• RECORD EXTRACTS
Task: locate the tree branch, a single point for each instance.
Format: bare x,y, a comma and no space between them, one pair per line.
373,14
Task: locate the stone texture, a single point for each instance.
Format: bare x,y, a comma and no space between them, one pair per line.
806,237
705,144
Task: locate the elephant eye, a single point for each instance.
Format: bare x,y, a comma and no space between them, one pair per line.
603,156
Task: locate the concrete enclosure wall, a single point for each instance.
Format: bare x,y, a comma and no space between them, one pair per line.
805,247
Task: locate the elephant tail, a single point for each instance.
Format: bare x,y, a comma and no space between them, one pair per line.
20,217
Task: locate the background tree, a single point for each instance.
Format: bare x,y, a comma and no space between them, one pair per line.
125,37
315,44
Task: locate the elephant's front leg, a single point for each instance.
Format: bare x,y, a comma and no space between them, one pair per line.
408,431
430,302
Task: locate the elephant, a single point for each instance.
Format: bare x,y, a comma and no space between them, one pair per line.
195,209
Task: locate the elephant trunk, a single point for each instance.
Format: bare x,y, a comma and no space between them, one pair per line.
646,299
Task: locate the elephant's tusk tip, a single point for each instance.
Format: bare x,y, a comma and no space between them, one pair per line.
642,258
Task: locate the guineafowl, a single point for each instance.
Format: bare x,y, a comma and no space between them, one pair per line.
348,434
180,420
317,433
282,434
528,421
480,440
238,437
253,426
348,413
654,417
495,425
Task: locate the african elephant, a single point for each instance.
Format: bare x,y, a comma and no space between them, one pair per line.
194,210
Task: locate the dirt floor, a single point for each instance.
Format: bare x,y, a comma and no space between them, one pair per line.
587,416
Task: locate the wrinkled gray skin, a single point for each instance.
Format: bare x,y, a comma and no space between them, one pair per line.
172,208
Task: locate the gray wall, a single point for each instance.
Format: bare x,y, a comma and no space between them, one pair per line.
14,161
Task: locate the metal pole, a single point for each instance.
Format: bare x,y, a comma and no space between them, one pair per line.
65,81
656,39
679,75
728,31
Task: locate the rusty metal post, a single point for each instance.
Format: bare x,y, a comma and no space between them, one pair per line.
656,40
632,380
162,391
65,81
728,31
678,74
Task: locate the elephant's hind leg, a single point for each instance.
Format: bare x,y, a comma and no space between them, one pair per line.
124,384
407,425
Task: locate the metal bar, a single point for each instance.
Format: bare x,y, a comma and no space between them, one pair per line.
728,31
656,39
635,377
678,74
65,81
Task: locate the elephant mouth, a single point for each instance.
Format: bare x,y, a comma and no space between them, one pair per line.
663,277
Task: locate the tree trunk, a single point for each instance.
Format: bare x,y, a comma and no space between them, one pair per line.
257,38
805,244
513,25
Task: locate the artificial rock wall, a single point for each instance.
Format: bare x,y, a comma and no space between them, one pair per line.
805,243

• DIRECTIVE
Convert the lines above into a JSON list of strings with one string per line, leaving out any blank lines.

• SOLUTION FOR THIS PROBLEM
[
  "Task: locate the tree branch, a single point for each instance.",
  "Format: bare x,y, a comma and no space between them, one pair per line.",
  "373,14",
  "Task: locate the stone texture, a single point for each instance.",
  "Format: bare x,y, a comma and no space between them, one pair per line.",
  "806,237",
  "705,144",
  "Task: locate the elephant eye, a single point for each instance.",
  "Format: bare x,y, a comma and no space between them, one pair per line.",
  "603,156",
  "Task: locate the concrete enclosure wall, a single point for each instance.",
  "Format: bare x,y, a comma and no space between them, one pair per line.",
  "805,247",
  "Task: locate the elephant tail, a single point for each instance.",
  "Format: bare x,y, a comma and no space between them, one pair per line.",
  "20,217",
  "Task: locate the background tree, a single point for each instance.",
  "Format: bare x,y, a comma and no space between them, one pair per line.",
  "125,37",
  "315,44",
  "Task: locate the elephant's front leg, a single point for each instance.",
  "Format: bare x,y, a comma and no space between them, one pair per line.",
  "408,431",
  "430,302",
  "Task: locate the elephant, a single point for each instance.",
  "Format: bare x,y, a comma and no space between them, one pair per line.",
  "195,209",
  "Task: locate the elephant trunk, a single point for each instance.",
  "Format: bare x,y, a comma and no space between them, one pair per line.",
  "646,299",
  "Task: locate the elephant's tusk tip, a single point for each instance.",
  "Format: bare x,y, a comma and no space between them, one pair per line.",
  "642,258",
  "Task: locate the guineafowl, a single point for each instance.",
  "Format: bare x,y, a comma and no space between them, one pair per line.",
  "348,434",
  "180,420",
  "317,433",
  "282,434",
  "528,421",
  "480,440",
  "238,437",
  "253,426",
  "348,413",
  "654,417",
  "495,425",
  "Task: locate the african elephant, a single point for each instance.",
  "Format: bare x,y, a comma and no space between them, one pair per line.",
  "194,210",
  "Task: locate the dirt floor, a single point for each instance.",
  "Format: bare x,y, a comma and no space between them, one pair per line.",
  "587,416",
  "Task: locate the wrinkled gray skin, a single point for each instance.",
  "Format: bare x,y, a comma and no space between them, one pair per line.",
  "172,208",
  "Task: locate the gray wall, a single point for each instance.",
  "Format: bare x,y, a comma and no space between them, one pair per line.",
  "14,161",
  "Task: locate the metal pole, a single point for each instance.",
  "Format: bare x,y, a comma and no space between them, one pair per line.",
  "65,81",
  "656,39",
  "679,75",
  "728,31",
  "Task: locate the rusty metal post, a single point for each instance.",
  "Format: bare x,y, a comma and no space between them, one pair per line.",
  "656,40",
  "632,380",
  "162,391",
  "65,81",
  "728,31",
  "678,74",
  "Task: locate the elephant's hind leg, a single point for each instance.",
  "Format: bare x,y, a comma and no space between them, one pair per line.",
  "124,384",
  "407,425",
  "Task: locate the metal bar, a single point for each instance.",
  "Format: bare x,y, a comma and no space between them, one pair per line.",
  "728,31",
  "656,39",
  "635,377",
  "678,74",
  "65,81",
  "Task: locate the elephant mouth, a single point for each instance.",
  "Format: bare x,y, a comma and no space between them, one pair per line.",
  "663,277",
  "Task: locate the tree trunk, a single point for each instance.",
  "Format: bare x,y, a comma and no space between them, one pair per line.",
  "257,38",
  "805,244",
  "513,25",
  "Task: locate the artificial rock wall, a single point for each instance.",
  "Format: bare x,y, a comma and no space between them, one pair per line.",
  "805,243"
]